> _Brief_
Your answer should be one number, the count of lines in the records that carry the string "dome".

> _Dataset entries_
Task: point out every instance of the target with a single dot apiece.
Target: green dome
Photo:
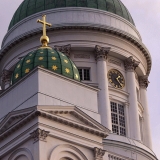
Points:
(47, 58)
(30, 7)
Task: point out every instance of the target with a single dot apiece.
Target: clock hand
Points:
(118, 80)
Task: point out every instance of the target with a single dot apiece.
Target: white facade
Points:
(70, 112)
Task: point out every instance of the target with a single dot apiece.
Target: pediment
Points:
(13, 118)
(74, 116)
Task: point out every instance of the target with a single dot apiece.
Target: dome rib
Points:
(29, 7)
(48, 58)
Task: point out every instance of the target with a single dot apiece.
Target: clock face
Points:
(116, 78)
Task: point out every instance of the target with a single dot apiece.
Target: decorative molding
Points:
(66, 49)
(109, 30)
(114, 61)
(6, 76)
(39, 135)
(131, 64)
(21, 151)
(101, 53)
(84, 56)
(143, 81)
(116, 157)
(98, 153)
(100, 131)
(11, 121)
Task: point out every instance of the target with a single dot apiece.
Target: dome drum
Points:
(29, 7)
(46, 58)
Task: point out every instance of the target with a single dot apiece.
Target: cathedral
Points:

* * *

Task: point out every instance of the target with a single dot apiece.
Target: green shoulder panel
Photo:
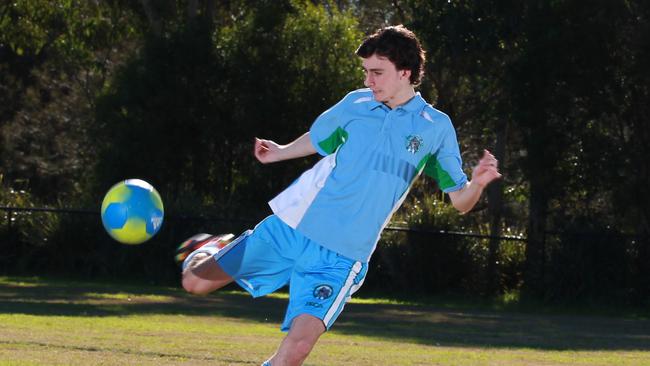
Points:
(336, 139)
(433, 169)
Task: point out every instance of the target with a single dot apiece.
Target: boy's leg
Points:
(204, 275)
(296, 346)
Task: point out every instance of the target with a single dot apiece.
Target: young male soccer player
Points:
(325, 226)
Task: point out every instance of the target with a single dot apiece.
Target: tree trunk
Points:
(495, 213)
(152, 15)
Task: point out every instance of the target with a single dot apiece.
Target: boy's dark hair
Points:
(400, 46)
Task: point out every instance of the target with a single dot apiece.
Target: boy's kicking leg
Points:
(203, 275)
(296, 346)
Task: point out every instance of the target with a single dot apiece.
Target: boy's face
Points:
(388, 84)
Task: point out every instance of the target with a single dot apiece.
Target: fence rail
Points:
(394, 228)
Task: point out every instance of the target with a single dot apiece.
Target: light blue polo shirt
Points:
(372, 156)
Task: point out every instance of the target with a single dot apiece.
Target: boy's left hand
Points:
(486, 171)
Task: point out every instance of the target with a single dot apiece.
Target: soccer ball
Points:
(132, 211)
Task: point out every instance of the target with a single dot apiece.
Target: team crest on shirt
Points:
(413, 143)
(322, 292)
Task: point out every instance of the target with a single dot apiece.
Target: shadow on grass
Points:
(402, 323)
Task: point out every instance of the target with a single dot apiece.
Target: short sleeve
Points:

> _Answer section_
3